==== PROVIDED MATERIAL

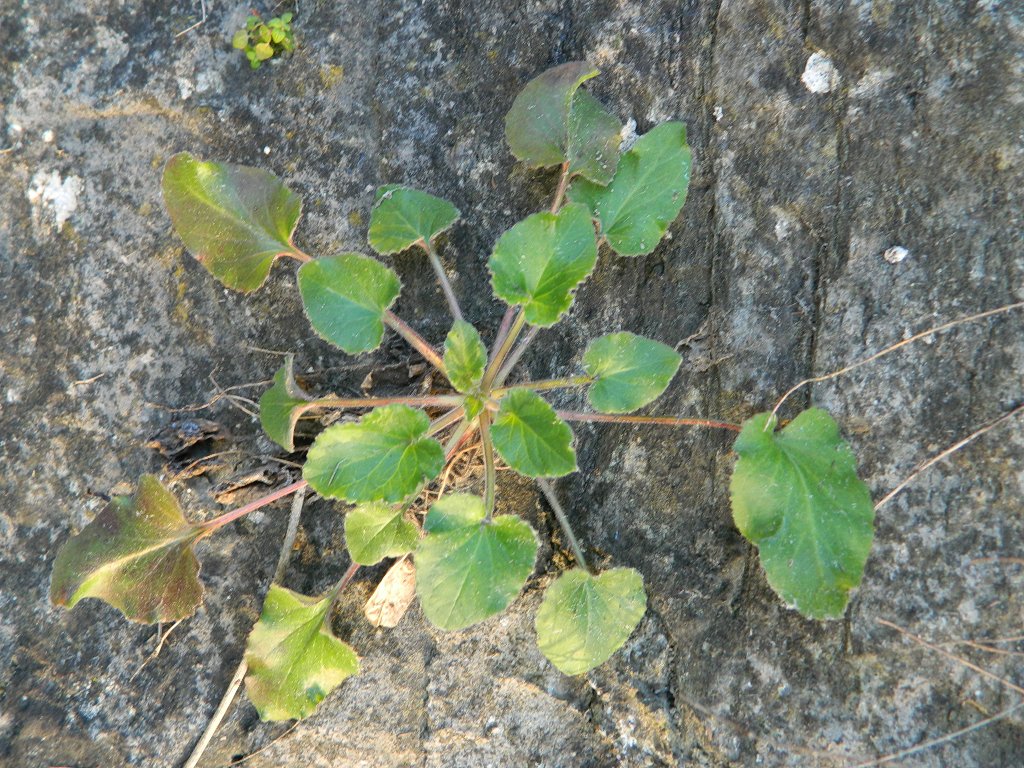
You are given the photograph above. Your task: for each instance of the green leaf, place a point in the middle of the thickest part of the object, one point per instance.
(294, 660)
(796, 495)
(530, 437)
(629, 372)
(282, 404)
(465, 356)
(540, 261)
(376, 530)
(403, 216)
(383, 457)
(467, 568)
(585, 619)
(646, 194)
(594, 136)
(235, 219)
(136, 555)
(345, 298)
(537, 126)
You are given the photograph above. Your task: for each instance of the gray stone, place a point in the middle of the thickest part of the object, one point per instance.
(775, 271)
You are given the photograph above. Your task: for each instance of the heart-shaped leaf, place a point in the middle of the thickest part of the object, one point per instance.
(468, 568)
(136, 555)
(629, 371)
(594, 136)
(796, 495)
(530, 437)
(235, 219)
(282, 404)
(585, 619)
(465, 356)
(294, 660)
(383, 457)
(376, 530)
(403, 216)
(345, 298)
(540, 261)
(646, 195)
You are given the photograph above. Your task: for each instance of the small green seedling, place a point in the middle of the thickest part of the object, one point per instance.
(795, 492)
(262, 41)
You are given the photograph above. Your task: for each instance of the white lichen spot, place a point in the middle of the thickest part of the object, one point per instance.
(819, 75)
(895, 254)
(49, 194)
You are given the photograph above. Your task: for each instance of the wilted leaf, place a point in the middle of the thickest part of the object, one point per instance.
(282, 404)
(530, 437)
(465, 356)
(345, 298)
(796, 495)
(135, 555)
(629, 372)
(375, 530)
(403, 216)
(646, 195)
(294, 660)
(383, 457)
(468, 569)
(235, 219)
(393, 595)
(540, 261)
(585, 619)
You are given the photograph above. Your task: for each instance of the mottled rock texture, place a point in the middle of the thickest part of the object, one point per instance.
(904, 131)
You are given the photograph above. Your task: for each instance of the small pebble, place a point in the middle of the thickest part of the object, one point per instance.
(895, 254)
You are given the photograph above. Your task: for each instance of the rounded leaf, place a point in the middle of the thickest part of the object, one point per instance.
(383, 457)
(403, 216)
(629, 372)
(537, 126)
(540, 261)
(646, 195)
(530, 437)
(797, 497)
(376, 530)
(585, 619)
(345, 298)
(465, 356)
(282, 404)
(294, 660)
(467, 568)
(235, 219)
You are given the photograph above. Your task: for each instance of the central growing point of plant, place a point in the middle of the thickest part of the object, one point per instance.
(795, 493)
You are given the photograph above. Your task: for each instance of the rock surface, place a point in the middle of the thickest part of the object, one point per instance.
(825, 134)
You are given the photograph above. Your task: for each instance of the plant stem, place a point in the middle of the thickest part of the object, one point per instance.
(445, 420)
(438, 399)
(668, 421)
(513, 359)
(211, 525)
(489, 475)
(563, 182)
(297, 253)
(538, 386)
(503, 330)
(335, 593)
(435, 262)
(456, 439)
(549, 494)
(503, 351)
(415, 340)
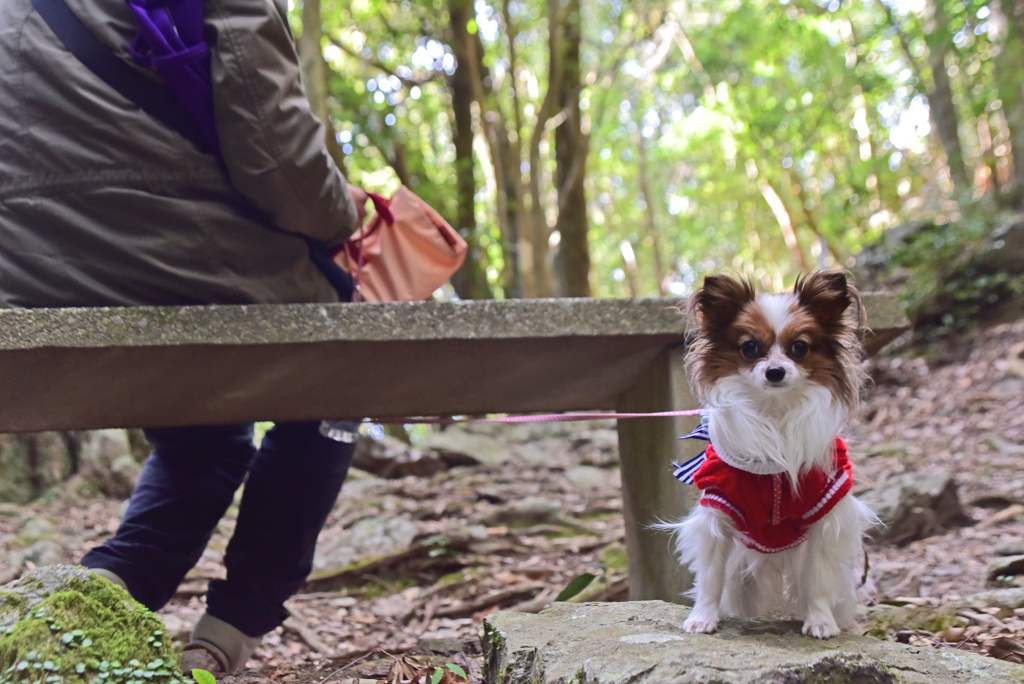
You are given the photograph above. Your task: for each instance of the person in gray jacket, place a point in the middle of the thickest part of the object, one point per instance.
(102, 205)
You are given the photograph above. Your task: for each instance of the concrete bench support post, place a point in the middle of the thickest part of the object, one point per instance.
(647, 447)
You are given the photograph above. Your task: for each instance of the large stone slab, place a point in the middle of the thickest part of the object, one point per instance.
(146, 367)
(641, 642)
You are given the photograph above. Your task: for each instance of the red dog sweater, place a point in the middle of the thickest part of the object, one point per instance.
(767, 512)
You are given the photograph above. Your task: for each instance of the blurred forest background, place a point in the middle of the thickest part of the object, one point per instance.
(619, 148)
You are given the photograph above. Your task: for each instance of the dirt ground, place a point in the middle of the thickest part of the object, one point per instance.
(513, 536)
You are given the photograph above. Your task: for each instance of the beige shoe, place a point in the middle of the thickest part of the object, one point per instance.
(198, 656)
(107, 574)
(217, 647)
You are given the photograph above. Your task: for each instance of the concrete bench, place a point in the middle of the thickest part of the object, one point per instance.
(98, 368)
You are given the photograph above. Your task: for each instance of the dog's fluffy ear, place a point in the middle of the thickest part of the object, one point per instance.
(826, 295)
(717, 304)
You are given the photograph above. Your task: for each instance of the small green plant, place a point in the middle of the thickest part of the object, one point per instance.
(446, 672)
(203, 677)
(578, 585)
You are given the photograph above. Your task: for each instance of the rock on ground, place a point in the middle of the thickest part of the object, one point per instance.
(64, 624)
(642, 642)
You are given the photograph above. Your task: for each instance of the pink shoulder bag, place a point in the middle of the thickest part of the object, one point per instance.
(403, 253)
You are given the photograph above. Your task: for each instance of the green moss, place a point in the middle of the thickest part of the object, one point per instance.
(82, 630)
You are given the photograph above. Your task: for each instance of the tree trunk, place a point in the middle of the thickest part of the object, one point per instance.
(540, 271)
(785, 225)
(572, 261)
(940, 99)
(469, 282)
(1008, 15)
(314, 74)
(648, 199)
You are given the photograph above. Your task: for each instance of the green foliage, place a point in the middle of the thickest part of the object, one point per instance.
(578, 584)
(763, 136)
(88, 631)
(203, 677)
(951, 278)
(450, 670)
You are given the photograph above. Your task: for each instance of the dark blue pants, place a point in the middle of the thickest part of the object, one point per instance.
(186, 485)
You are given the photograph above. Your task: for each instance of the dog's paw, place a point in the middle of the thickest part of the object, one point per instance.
(821, 629)
(700, 624)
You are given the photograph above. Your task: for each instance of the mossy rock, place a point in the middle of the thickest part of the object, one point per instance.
(61, 624)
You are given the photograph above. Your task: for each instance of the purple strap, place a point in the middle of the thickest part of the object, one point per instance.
(170, 42)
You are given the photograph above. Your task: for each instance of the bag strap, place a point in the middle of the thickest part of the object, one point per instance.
(152, 96)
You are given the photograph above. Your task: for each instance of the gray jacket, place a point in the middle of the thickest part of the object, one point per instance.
(102, 205)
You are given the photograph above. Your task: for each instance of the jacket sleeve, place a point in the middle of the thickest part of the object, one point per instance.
(270, 140)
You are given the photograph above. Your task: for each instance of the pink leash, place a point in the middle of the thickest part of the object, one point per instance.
(540, 418)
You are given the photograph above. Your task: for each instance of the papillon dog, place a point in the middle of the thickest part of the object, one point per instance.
(776, 527)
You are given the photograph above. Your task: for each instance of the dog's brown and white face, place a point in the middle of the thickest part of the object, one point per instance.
(777, 343)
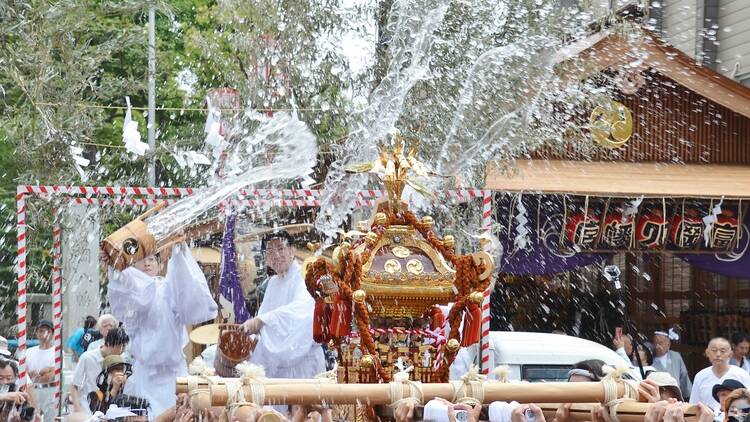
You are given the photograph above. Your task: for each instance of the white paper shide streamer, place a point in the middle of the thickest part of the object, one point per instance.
(130, 135)
(521, 240)
(214, 137)
(710, 220)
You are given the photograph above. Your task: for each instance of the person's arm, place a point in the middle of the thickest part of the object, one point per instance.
(188, 289)
(685, 383)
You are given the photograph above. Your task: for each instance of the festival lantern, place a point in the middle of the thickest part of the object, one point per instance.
(651, 230)
(617, 232)
(582, 230)
(686, 230)
(724, 230)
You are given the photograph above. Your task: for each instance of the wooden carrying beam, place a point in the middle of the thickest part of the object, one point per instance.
(183, 383)
(627, 411)
(374, 394)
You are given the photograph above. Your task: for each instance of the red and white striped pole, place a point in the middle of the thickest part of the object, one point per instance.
(21, 272)
(486, 359)
(57, 307)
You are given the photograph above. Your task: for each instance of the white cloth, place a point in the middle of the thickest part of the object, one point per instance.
(501, 411)
(45, 401)
(84, 377)
(155, 311)
(286, 348)
(745, 363)
(38, 359)
(96, 344)
(706, 379)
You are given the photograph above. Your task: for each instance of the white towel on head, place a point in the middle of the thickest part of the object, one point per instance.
(500, 411)
(435, 411)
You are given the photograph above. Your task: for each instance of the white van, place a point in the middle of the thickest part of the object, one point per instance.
(536, 357)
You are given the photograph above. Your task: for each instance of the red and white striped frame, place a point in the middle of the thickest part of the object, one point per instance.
(148, 196)
(21, 272)
(57, 307)
(485, 352)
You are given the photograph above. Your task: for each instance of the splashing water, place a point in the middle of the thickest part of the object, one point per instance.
(411, 26)
(280, 148)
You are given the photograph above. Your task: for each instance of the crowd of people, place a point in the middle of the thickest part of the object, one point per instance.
(127, 362)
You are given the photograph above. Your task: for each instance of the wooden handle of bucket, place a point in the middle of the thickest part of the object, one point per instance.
(156, 208)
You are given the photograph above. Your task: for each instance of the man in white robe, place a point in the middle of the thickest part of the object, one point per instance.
(285, 348)
(155, 311)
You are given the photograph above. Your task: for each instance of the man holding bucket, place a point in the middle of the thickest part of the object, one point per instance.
(285, 348)
(155, 311)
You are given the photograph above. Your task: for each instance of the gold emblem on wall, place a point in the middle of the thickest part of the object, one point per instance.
(415, 266)
(401, 251)
(392, 266)
(611, 125)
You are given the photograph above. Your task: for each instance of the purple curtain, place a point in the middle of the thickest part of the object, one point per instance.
(545, 215)
(229, 283)
(724, 264)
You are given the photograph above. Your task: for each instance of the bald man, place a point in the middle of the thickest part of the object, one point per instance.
(718, 353)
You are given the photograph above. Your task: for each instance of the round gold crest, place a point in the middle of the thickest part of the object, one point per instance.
(415, 266)
(401, 251)
(392, 266)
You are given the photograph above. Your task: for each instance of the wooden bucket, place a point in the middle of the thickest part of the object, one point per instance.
(133, 242)
(234, 347)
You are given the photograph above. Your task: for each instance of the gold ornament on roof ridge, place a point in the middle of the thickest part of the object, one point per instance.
(611, 125)
(394, 166)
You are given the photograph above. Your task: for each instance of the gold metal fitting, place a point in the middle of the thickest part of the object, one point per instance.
(371, 238)
(380, 218)
(367, 361)
(476, 297)
(359, 296)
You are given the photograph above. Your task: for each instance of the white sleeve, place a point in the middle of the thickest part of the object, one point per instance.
(695, 393)
(287, 330)
(621, 351)
(188, 289)
(131, 294)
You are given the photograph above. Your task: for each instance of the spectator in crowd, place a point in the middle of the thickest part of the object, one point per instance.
(587, 371)
(736, 405)
(75, 341)
(94, 341)
(668, 360)
(720, 393)
(4, 351)
(718, 353)
(624, 347)
(660, 386)
(40, 362)
(110, 383)
(740, 347)
(90, 366)
(11, 395)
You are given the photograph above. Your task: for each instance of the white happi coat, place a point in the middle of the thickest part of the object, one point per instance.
(286, 348)
(155, 311)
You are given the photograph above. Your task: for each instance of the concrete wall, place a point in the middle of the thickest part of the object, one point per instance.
(80, 265)
(734, 38)
(679, 24)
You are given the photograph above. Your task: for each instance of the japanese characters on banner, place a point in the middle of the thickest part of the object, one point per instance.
(657, 225)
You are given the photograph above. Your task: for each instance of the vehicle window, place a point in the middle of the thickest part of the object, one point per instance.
(542, 373)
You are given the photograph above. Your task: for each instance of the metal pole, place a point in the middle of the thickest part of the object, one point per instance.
(152, 95)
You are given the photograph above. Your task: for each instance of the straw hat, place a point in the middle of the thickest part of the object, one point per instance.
(205, 334)
(665, 380)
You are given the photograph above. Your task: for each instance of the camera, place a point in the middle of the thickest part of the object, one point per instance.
(25, 412)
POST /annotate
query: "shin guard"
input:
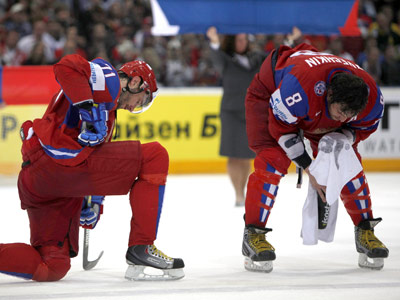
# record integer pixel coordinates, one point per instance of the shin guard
(147, 195)
(47, 263)
(356, 199)
(262, 189)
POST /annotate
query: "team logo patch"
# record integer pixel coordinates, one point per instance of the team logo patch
(320, 88)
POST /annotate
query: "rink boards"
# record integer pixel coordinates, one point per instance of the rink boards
(186, 122)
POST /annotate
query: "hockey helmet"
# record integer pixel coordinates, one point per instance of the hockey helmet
(148, 83)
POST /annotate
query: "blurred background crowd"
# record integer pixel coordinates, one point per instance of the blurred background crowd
(40, 32)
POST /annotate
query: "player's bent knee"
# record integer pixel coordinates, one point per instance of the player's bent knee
(56, 263)
(155, 159)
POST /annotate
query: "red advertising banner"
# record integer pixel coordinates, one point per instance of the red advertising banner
(27, 85)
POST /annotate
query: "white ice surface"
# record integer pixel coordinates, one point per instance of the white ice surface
(200, 224)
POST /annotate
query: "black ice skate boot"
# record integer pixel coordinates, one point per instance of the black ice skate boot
(369, 246)
(258, 253)
(157, 265)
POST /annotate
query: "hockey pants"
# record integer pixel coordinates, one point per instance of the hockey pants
(271, 165)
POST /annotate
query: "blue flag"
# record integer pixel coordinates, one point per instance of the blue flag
(325, 17)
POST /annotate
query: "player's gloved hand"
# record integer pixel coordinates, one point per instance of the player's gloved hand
(94, 124)
(92, 208)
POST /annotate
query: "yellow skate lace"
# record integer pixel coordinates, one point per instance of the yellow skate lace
(258, 243)
(370, 241)
(158, 253)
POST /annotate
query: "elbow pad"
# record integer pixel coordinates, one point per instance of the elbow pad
(294, 147)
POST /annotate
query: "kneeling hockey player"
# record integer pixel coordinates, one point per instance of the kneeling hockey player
(69, 165)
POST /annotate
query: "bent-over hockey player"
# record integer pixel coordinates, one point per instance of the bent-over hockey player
(301, 89)
(69, 165)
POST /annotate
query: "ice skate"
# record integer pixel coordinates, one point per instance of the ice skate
(372, 250)
(146, 262)
(258, 253)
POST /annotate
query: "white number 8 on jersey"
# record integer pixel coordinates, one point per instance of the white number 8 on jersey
(293, 99)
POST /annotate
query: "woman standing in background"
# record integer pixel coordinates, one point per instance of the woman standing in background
(237, 66)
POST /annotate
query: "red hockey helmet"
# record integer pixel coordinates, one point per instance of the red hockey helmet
(148, 84)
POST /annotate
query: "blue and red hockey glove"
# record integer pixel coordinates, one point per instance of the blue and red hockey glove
(92, 208)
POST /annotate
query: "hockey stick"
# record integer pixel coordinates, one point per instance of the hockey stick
(88, 265)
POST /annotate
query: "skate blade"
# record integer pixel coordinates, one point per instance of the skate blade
(365, 262)
(143, 273)
(258, 266)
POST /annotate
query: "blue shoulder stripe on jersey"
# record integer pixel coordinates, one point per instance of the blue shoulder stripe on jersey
(70, 101)
(60, 153)
(294, 97)
(279, 74)
(21, 275)
(372, 127)
(376, 112)
(333, 71)
(112, 78)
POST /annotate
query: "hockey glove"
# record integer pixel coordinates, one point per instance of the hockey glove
(92, 208)
(349, 133)
(94, 124)
(294, 147)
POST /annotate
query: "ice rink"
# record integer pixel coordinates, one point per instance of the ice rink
(200, 224)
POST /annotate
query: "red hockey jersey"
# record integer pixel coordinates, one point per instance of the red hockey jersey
(80, 80)
(299, 100)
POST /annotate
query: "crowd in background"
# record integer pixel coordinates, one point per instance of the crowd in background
(40, 32)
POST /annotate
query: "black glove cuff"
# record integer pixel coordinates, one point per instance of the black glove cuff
(303, 160)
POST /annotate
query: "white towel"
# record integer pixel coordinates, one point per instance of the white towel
(335, 164)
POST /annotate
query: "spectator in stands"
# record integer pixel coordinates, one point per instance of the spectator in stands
(72, 44)
(39, 34)
(37, 56)
(17, 19)
(10, 55)
(369, 42)
(237, 67)
(385, 31)
(101, 42)
(366, 15)
(391, 67)
(178, 71)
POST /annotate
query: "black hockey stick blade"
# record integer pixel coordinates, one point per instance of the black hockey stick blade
(88, 265)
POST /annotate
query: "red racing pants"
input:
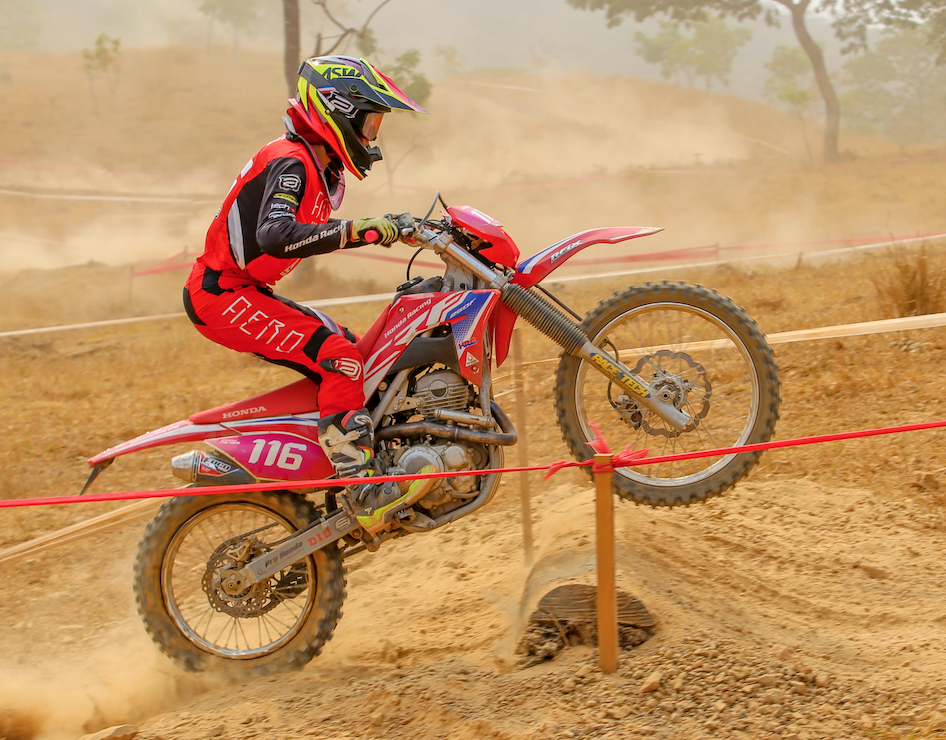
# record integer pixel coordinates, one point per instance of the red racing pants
(252, 319)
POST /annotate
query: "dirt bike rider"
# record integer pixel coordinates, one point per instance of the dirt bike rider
(276, 213)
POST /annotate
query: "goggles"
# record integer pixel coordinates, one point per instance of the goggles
(370, 125)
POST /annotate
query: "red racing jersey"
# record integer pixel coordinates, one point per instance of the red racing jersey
(276, 213)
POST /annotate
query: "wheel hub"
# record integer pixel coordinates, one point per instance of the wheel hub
(230, 593)
(669, 387)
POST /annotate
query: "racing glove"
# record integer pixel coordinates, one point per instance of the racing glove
(372, 231)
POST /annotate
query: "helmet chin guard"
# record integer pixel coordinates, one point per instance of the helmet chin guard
(340, 103)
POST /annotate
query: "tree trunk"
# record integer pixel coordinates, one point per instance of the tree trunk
(292, 44)
(832, 109)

========

All lines from the one bearing "the spectator in stands" through the last line of the records, and only those, should be duplicated exactly; no picture belongs in the copy.

# record integer pixel coordinates, one point per instance of the spectator in stands
(72, 44)
(39, 34)
(37, 56)
(17, 19)
(10, 55)
(369, 42)
(237, 67)
(385, 31)
(101, 42)
(366, 15)
(391, 67)
(178, 71)
POST /annotate
query: "black hockey stick blade"
# record integer pixel coordinates, one point per instance of the black hockey stick blade
(88, 265)
POST /annotate
query: "red racing pants"
input:
# record integer pixel coordinates, one point per instance of the red racing pants
(252, 319)
POST /annotate
query: "dirt bike rider"
# record integer pixel coordinates, one point per instance of the dirt bike rider
(276, 213)
POST /annotate
query: "goggles"
# record integer pixel coordinates, one point per instance of the goggles
(370, 125)
POST /annotate
query: "red racing jersey"
# record integer pixel coordinates, one point per instance of the red racing jersey
(276, 213)
POST /annotate
query: "wheel hub"
# record integer pixel coordinates, one point per instance of the wheel hub
(230, 593)
(669, 387)
POST /annotate
query: "racing glove"
# record integer pixel coordinates, one point per instance of the racing glove
(372, 231)
POST /annotate
query: "helmet chin guard"
# record integer pixel coordinates, one point per instance of the helmet chin guard
(340, 103)
POST /annotate
query: "tree trunk"
# record integer pixel coordinates, one point per instance of the tree trunk
(292, 44)
(832, 109)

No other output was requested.